Photo-based referring expression data
[Start of Attachment]

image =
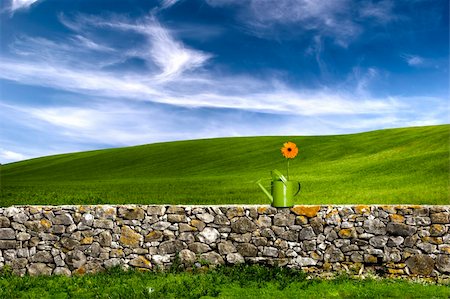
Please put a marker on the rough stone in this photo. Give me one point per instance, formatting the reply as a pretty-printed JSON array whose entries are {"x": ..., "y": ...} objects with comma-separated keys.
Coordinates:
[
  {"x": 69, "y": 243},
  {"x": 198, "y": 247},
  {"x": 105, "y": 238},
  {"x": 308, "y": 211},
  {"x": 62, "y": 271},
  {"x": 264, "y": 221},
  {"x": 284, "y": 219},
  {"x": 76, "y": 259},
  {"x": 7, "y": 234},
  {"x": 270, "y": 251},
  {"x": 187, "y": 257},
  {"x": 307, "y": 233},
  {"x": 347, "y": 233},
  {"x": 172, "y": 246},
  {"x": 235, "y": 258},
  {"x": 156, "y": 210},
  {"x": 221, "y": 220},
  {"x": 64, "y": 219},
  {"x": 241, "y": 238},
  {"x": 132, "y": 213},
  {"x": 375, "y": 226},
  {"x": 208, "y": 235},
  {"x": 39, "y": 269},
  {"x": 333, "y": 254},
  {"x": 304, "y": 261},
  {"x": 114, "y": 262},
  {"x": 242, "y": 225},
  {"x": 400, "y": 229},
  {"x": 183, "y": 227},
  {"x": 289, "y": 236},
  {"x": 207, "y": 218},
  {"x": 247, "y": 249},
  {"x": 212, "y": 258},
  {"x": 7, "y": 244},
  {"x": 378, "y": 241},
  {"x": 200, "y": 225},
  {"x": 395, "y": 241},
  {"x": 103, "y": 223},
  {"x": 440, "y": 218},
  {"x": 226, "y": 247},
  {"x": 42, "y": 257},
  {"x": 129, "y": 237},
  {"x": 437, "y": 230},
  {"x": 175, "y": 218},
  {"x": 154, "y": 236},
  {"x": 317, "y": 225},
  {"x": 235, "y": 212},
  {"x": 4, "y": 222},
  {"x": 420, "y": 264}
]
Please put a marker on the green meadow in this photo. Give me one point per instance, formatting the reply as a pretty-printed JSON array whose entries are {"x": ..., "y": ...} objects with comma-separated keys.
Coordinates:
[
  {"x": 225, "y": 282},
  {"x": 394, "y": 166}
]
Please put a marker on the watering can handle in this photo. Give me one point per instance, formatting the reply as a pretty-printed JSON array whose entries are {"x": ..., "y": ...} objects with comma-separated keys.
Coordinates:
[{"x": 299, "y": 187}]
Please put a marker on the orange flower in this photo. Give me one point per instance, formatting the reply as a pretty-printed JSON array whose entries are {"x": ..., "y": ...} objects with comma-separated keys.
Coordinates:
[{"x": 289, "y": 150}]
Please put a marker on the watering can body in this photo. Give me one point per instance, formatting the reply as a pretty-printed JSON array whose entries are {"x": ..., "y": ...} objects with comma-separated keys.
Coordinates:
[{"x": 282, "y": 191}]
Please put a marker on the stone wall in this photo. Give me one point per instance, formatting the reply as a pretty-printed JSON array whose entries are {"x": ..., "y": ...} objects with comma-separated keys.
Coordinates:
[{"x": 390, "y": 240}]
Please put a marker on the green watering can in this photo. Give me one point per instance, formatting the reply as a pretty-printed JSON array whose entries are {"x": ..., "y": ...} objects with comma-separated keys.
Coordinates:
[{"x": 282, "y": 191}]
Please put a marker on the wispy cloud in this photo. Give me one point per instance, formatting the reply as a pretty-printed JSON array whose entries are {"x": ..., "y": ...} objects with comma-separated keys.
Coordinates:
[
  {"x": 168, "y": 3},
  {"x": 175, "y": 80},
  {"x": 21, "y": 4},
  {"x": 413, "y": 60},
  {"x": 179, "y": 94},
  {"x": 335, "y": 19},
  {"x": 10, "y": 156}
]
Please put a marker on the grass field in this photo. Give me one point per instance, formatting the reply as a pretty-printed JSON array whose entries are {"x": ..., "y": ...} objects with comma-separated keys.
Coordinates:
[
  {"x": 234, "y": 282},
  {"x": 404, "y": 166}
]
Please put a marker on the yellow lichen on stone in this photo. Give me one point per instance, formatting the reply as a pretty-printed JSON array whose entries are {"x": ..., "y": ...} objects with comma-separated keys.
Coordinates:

[End of Attachment]

Problem
A faithful copy of every record is required, with no pictures included.

Reply
image =
Please put a marker on the rough stone in this photo. Give me one point per instance, formatting the reply as a pretty-printed JSON array whose entries are {"x": ..., "y": ...} objects with comma-separated keys.
Coordinates:
[
  {"x": 69, "y": 243},
  {"x": 198, "y": 247},
  {"x": 105, "y": 238},
  {"x": 308, "y": 211},
  {"x": 62, "y": 271},
  {"x": 264, "y": 221},
  {"x": 284, "y": 219},
  {"x": 76, "y": 259},
  {"x": 7, "y": 234},
  {"x": 270, "y": 251},
  {"x": 187, "y": 257},
  {"x": 307, "y": 233},
  {"x": 347, "y": 233},
  {"x": 172, "y": 246},
  {"x": 235, "y": 258},
  {"x": 156, "y": 210},
  {"x": 221, "y": 220},
  {"x": 64, "y": 219},
  {"x": 241, "y": 238},
  {"x": 132, "y": 213},
  {"x": 375, "y": 226},
  {"x": 208, "y": 235},
  {"x": 39, "y": 269},
  {"x": 333, "y": 254},
  {"x": 304, "y": 261},
  {"x": 114, "y": 262},
  {"x": 242, "y": 225},
  {"x": 400, "y": 229},
  {"x": 183, "y": 227},
  {"x": 289, "y": 236},
  {"x": 207, "y": 218},
  {"x": 247, "y": 249},
  {"x": 212, "y": 258},
  {"x": 7, "y": 244},
  {"x": 378, "y": 241},
  {"x": 200, "y": 225},
  {"x": 395, "y": 241},
  {"x": 103, "y": 223},
  {"x": 440, "y": 218},
  {"x": 226, "y": 247},
  {"x": 42, "y": 257},
  {"x": 129, "y": 237},
  {"x": 437, "y": 230},
  {"x": 175, "y": 218},
  {"x": 154, "y": 236},
  {"x": 317, "y": 225},
  {"x": 235, "y": 212},
  {"x": 4, "y": 222},
  {"x": 420, "y": 264}
]
Please put a marker on the green meadow in this photo. Give me one point per instance, formatting the reply as a pretty-printed JSON array whose entries are {"x": ..., "y": ...} objects with comma-separated keys.
Coordinates:
[
  {"x": 225, "y": 282},
  {"x": 394, "y": 166}
]
Please put a marker on the watering can handle in this photo. Give me one point per instance, formatting the reply as a pretty-printed JSON array whose entries are {"x": ..., "y": ...} objects with comma-separated keys.
Coordinates:
[{"x": 299, "y": 187}]
Please put a marker on the orange flower in this photo. Give me one point per instance, formatting the reply as a pretty-printed JSON array whose entries are {"x": ..., "y": ...} objects with comma-separated keys.
Coordinates:
[{"x": 289, "y": 150}]
Please put a marker on the watering can body in this photo. Give me one point per instance, formatting the reply as a pretty-printed JSON array whose entries are {"x": ..., "y": ...} objects with comma-separated keys.
Coordinates:
[{"x": 282, "y": 191}]
Please put a marker on the stone wall in this photo. Give me one point per instance, formatting the reply as a pretty-printed JSON array whose entries are {"x": ..., "y": ...} objects with comma-separated keys.
Coordinates:
[{"x": 390, "y": 240}]
Please put a marker on the green watering can in this photo. Give me one point per instance, formatting the reply as a pretty-printed JSON array whose entries are {"x": ..., "y": ...} objects with comma-separated keys.
Coordinates:
[{"x": 282, "y": 191}]
Please put a marker on the wispy cloud in this photo. Give me one point per instance, formatting the reply as a pretty-printed JSON array whose entries are {"x": ..., "y": ...} objects with comma-separated keys.
Coordinates:
[
  {"x": 168, "y": 3},
  {"x": 175, "y": 80},
  {"x": 21, "y": 4},
  {"x": 413, "y": 60},
  {"x": 179, "y": 94},
  {"x": 335, "y": 19},
  {"x": 10, "y": 156}
]
Please put a marker on the grass field in this photo. Give me one point per instance, formatting the reply as a pretty-printed JSON array whose entries are {"x": ..., "y": ...} objects with comma-separated keys.
Coordinates:
[
  {"x": 234, "y": 282},
  {"x": 404, "y": 166}
]
Please put a marker on the yellow lichen on stone in this photo. Give me one point per instance, formatting the reply as a pretty-printed JSON array whose entries are {"x": ..., "y": ...} objects with comma-separated keys.
Coordinates:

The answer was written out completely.